■ TEXT BLOCK ■

· · · ·

Kantar’s latest 12-week smartphone sales figures, for the three months to the end of November 2014, show Android losing share in the U.S. for the first time since September 2013.

This is not a huge surprise, given that the iPhone 6 and 6 Plus — Apple’s largest ever iPhones — went on sale starting last September. Yet the Android platform has had larger form factor ‘phablet’ devices for years, so iOS buyers have had time to eye up the competition and covet owning their own palm-stretching phone.

Apple’s annual smartphone refresh cycle also means consumers wanting a new iOS handset may have a while to wait, so pent-up buyer demand is often unleashed once a new iPhone arrives in the market — as is the case here — provided those consumers haven’t been persuaded to make the switch to one of the myriad new Android handsets available in the meanwhile.

(Kantar notes the rate of Android to iOS switchers has remained “stable” at 18 per cent, so while the new iPhones are evidently playing well with existing iOS users — and others, such as first time smartphone buyers — they apparently haven’t especially wooed Android owners as yet.)

Kantar’s figures show Android’s still dominant share declining two percentage points in the U.S., year on year, from a 50.4 per cent share of sales in the three months to November 2013, down to 48.4 per cent this year. While iOS grew its share in the U.S. by 4.3 percentage points, rising to 47.4 per cent.

Evidently iOS is also taking share from smaller platform players in the U.S., such as Windows Phone (which dropped 1.6 percentage points) and others, likely BlackBerry. The others category shrunk a further 0.4 percentage points over the measured period.

In the U.K. Google’s mobile platform dropped a larger share than in the U.S., declining 6.7 percentage points year on year, down from 56.4 per cent in 2013 to 49.7 per cent at the end of November. While iOS saw a big rise in momentum, gaining 12.2 percentage points and growing its sales share from 30.3 per cent in 2013 to 42.5 per cent. That’s a big iPhone-6-shaped bump.

· · · ·

■ STORED DATA ■

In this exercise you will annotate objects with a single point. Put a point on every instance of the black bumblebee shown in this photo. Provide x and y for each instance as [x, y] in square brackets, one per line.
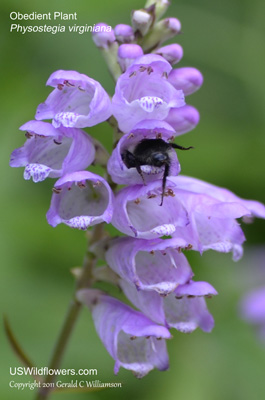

· · · ·

■ AIM ■
Continue the article on Kantar's smartphone sales figures from where it stops.

■ SOLVED PROBLEM ■
Here iOS also evidently took share from smaller rivals, with the beleaguered Windows Phone platform dropping 3.6 percentage points to shrink its sales share from 10.6 per cent to 7 per cent. The U.K. has been one of the stronger markets for Microsoft’s mobile platform so that decline is not a good sign. It follows smaller slides for Windows Phone earlier last year across most European markets, also noted by Kantar.

Even Windows Phone’s strongest European market, Italy, which was still seeing marketshare gains in the 12 weeks to the end of last September, is now recording dropping share. Kantar’s latest figures have the platform shedding 3.3 percentage points, dropping from 16 per cent to 12.7 per cent over the measured period. At the same time iOS grew its share of sales in Italy by six percentage points, rising from 11 per cent to 17 per cent. Bigger iPhones are presumably helping to persuade Italy’s Windows Phone owners it’s time to ditch.

Across the five biggest European economies (the U.K., Germany, France, Italy and Spain) in aggregate, Android dropped 3.2 percentage points (to 66.8 per cent), iOS rose 6.3 percentage points (to 23.8 per cent), and Windows Phone declined 1.5 percentage points (to 8.3 per cent).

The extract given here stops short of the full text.